- Objective
Format the rows from the line with "If it's not too much trouble, could you box the table" to the line with "[228,230,256,258]" as a two-column CSV with the header text,box. Give one line per row, holding its wording and its answer, each in a single quoted field with line breaks replaced by spaces.

━━━━━ Given information

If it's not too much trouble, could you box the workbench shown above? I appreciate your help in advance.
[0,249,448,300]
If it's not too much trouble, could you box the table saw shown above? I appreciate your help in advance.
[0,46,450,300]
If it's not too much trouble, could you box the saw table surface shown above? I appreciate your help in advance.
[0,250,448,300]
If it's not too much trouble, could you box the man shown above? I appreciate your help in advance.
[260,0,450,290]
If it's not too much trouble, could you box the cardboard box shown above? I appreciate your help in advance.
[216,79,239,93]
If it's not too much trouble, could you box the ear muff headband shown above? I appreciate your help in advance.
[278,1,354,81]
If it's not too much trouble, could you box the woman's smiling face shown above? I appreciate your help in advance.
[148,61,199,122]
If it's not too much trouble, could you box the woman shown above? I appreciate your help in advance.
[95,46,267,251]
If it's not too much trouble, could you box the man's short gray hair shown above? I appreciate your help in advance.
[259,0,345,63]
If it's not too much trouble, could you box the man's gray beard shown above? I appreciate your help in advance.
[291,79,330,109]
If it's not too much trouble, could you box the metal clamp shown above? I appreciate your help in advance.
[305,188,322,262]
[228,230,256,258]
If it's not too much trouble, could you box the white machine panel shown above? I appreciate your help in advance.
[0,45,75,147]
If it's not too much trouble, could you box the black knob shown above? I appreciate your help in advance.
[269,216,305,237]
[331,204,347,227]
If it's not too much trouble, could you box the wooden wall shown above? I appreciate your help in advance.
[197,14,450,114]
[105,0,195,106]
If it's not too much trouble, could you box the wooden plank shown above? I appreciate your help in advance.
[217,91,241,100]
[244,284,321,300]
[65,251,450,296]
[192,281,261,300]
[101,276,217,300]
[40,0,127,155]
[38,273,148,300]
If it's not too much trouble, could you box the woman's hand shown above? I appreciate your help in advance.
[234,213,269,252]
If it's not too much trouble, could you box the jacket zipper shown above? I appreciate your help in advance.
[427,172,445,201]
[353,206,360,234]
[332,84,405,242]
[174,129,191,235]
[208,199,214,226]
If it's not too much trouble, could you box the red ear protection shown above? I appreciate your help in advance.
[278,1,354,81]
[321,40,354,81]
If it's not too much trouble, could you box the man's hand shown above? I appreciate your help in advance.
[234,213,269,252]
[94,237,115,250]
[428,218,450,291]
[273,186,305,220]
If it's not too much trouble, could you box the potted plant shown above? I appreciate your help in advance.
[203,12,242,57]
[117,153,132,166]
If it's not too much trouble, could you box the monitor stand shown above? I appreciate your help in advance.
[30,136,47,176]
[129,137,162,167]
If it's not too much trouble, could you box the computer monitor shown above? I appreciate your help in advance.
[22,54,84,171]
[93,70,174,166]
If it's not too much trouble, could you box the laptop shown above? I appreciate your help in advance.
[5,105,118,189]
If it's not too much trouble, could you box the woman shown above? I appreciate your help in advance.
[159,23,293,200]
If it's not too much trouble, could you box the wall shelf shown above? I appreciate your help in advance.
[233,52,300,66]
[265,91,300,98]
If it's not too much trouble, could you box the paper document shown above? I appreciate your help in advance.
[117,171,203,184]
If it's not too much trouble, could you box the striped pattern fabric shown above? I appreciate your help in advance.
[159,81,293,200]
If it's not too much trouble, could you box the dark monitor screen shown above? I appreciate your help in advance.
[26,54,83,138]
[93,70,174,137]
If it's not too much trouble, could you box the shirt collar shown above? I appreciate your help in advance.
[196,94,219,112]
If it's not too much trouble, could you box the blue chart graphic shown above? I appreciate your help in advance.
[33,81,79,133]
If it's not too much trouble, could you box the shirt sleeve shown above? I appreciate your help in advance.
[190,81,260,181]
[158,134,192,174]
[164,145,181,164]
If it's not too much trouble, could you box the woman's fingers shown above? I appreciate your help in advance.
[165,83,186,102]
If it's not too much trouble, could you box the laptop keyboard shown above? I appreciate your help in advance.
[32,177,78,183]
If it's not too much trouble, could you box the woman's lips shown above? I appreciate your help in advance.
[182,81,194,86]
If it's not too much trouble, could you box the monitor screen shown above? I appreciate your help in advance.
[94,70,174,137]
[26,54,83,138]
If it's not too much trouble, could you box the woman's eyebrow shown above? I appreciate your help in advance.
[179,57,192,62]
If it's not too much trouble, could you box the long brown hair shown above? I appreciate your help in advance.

━━━━━━━━━━

- Solution for this problem
text,box
"If it's not too much trouble, could you box the table saw shown above? I appreciate your help in advance.","[0,46,450,300]"
"If it's not too much trouble, could you box the saw table surface shown above? I appreciate your help in advance.","[0,250,448,300]"
"If it's not too much trouble, could you box the man shown above? I appreciate your help in advance.","[260,0,450,290]"
"If it's not too much trouble, could you box the cardboard box shown above? I appreciate your help in advance.","[216,79,239,93]"
"If it's not too much trouble, could you box the ear muff headband shown above? I appreciate your help in advance.","[278,1,354,81]"
"If it's not too much trouble, could you box the woman's smiling face shown above? I appreciate your help in advance.","[148,61,199,122]"
"If it's not too much trouble, could you box the woman shown above? I appreciate your help in advance.","[95,46,267,251]"
"If it's not too much trouble, could you box the man's short gray hair shown above? I appreciate your help in advance.","[259,0,345,63]"
"If it's not too much trouble, could you box the man's gray beard shown above? I appreciate your help in advance.","[291,79,330,109]"
"If it's not too much trouble, could you box the metal clamp shown above? I appreciate your help in advance.","[305,188,322,262] [228,230,256,258]"